Opdracht 1: Werk de tekst over de reorganisatie bij door alles vanaf "Het bedrijf kende" tot en met "kritiek kon doorstaan." opnieuw te geven, met "directie" vervangen door "bedrijfsleiding".
Opdracht 2:
Beantwoord de volgende vragen over de tekst over de reorganisatie.
(a) Welk percentage van de arbeidsplaatsen zou vervallen?
(b) Wat brachten de vakbonden in bij de besprekingen over het sociaal plan?
(c) Waarop concentreerden de afspraken met de directie zich?

Te lezen tekst:
········

De OR van een onderneming in de metaalindustrie ontving een adviesaanvraag over een reorganisatie. Er moest, op initiatief van het Europese moederbedrijf, flink bezuinigd worden. Daarbij zou 10% van de arbeidsplaatsen vervallen. Het achterblijven van de resultaten was echter niet alleen het gevolg van de teruggelopen markt. De verplaatsing van een deel van de productie naar een andere vestiging in Europa speelde een belangrijke rol. De ondernemingsraad besloot om op twee sporen aan de adviesaanvraag te gaan werken. Een acceptabel sociaal plan en daarnaast een effectieve strategie voor het borgen van de toekomst van de onderneming.

Het bedrijf kende weinig vakbondsleden. De vakbonden wilden op grond van de cao toch besprekingen over het sociaal plan voeren. De ondernemingsraad wilde liever zelf die besprekingen voeren. Gezien ervaringen in het verleden wilde de directie ook liever met de OR onderhandelen. Door tussenkomst van Mens en Onderneming kon een delegatie van de OR de besprekingen over het sociaal plan bijwonen. De vakbonden brachten hun expertise met sociale plannen.  De OR-delegatie had inbreng bij het afstemmen van het sociaal plan op de situatie van de onderneming. Zo lag er binnen de kortste keren een sociaal plan dat aan alle kanten de toets der kritiek kon doorstaan.

Het was de OR vrij snel duidelijk dat de voorgenomen reorganisatie niet meer tegen te houden zou zijn. Aanvechten van het beleid van het moederbedrijf zou een langdurig en ingewikkeld proces worden. Er lag een goed sociaal plan en daarom concentreerde de OR zich verder op het borgen van de toekomst van de onderneming. Immers borgen van de werkgelegenheid van de collega’s die konden blijven was ook belangrijk. Onder begeleiding van Mens en Onderneming werd daarover met de directie een groot aantal concrete afspraken vastgelegd. De afspraken met de directie concentreerden zich op het vergroten van de efficiency.  Op die manier kon het resultaat van de onderneming sterk verbeteren. Door juist die kansen te benutten werd de toekomst van de onderneming zo veel mogelijk in eigen hand gehouden. Directie en OR maakten ook afspraken over volgen van de voortgang daarbij. Alle afspraken werden, zowel door de directie als door de OR, getekend zodat het niet bij loze beloften zou blijven.

········

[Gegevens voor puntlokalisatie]
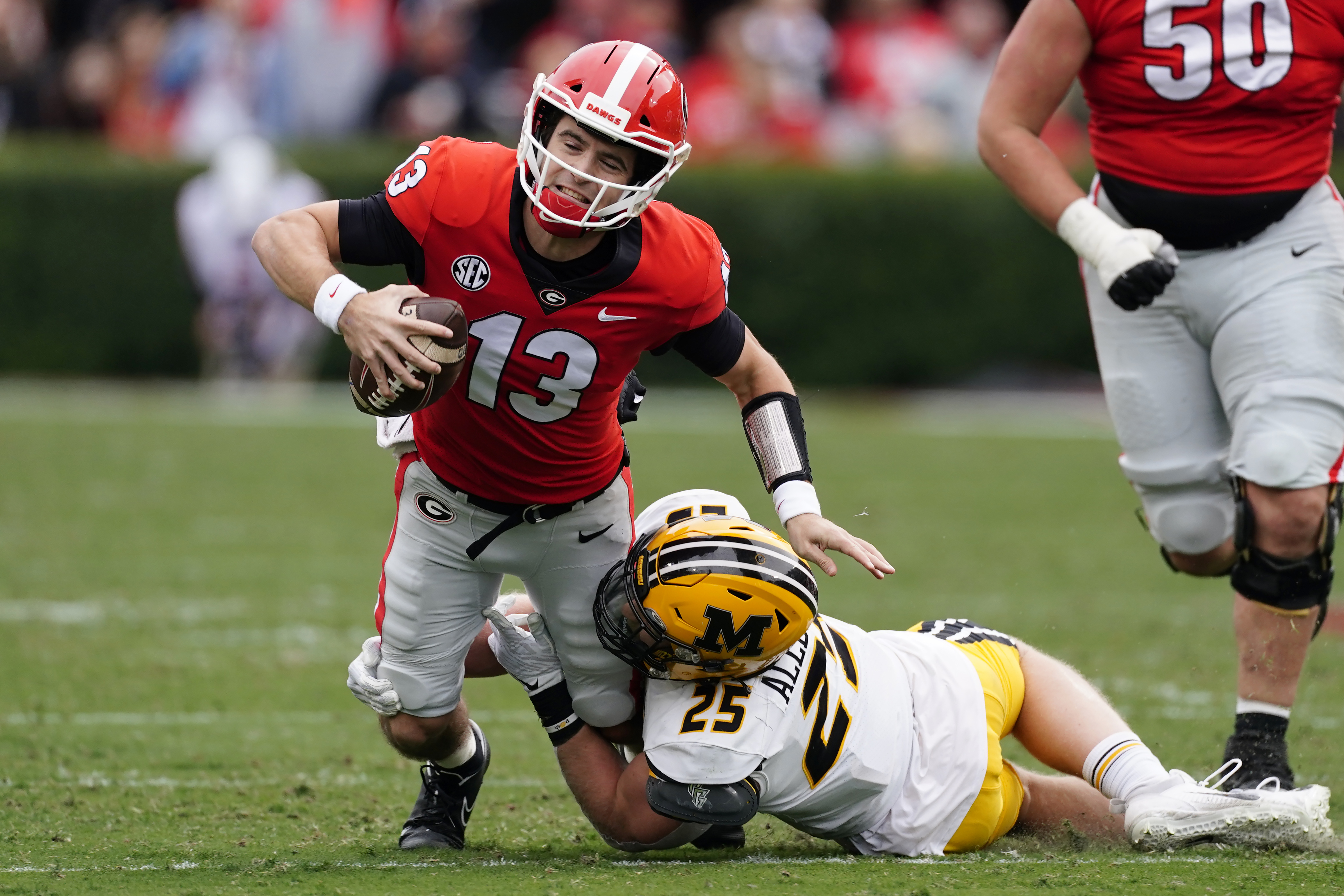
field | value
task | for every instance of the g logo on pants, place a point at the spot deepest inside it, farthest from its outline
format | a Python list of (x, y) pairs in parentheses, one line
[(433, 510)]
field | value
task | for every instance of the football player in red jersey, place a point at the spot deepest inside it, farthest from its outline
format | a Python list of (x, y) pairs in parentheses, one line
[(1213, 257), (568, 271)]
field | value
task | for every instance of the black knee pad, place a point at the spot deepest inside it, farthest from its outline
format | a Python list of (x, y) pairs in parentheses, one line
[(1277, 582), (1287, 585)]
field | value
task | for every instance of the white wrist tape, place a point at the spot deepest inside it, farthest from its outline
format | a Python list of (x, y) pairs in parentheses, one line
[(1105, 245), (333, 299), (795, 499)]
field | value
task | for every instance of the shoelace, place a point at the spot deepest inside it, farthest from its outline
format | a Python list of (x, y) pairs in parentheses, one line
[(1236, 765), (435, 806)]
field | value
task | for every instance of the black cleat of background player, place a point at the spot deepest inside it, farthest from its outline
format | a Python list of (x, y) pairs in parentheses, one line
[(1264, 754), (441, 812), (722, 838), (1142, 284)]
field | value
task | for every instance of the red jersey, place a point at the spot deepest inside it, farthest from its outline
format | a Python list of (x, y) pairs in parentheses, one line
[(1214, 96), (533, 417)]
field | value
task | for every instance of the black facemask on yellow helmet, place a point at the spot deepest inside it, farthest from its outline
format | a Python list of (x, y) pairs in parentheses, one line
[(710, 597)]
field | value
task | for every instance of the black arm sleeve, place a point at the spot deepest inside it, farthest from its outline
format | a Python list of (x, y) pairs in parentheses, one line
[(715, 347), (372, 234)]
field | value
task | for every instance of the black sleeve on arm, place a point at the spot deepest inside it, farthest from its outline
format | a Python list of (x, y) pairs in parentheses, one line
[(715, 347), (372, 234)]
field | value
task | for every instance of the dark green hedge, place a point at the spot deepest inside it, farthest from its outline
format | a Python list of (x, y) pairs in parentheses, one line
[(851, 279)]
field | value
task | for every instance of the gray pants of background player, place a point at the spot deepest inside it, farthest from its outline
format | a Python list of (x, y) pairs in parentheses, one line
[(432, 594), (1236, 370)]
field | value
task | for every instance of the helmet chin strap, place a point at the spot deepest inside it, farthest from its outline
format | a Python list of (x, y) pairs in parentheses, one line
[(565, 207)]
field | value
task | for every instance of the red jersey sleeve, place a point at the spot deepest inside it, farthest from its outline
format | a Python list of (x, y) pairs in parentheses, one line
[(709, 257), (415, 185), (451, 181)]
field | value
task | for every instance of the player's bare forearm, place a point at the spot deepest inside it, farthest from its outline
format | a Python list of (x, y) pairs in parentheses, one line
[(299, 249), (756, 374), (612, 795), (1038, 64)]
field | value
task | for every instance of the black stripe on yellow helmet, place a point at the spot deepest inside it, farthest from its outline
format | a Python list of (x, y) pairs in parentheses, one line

········

Eindantwoord 1:
Het bedrijf kende weinig vakbondsleden. De vakbonden wilden op grond van de cao toch besprekingen over het sociaal plan voeren. De ondernemingsraad wilde liever zelf die besprekingen voeren. Gezien ervaringen in het verleden wilde de bedrijfsleiding ook liever met de OR onderhandelen. Door tussenkomst van Mens en Onderneming kon een delegatie van de OR de besprekingen over het sociaal plan bijwonen. De vakbonden brachten hun expertise met sociale plannen.  De OR-delegatie had inbreng bij het afstemmen van het sociaal plan op de situatie van de onderneming. Zo lag er binnen de kortste keren een sociaal plan dat aan alle kanten de toets der kritiek kon doorstaan.

Eindantwoord 2:
(a) 10%
(b) Hun expertise met sociale plannen
(c) Op het vergroten van de efficiency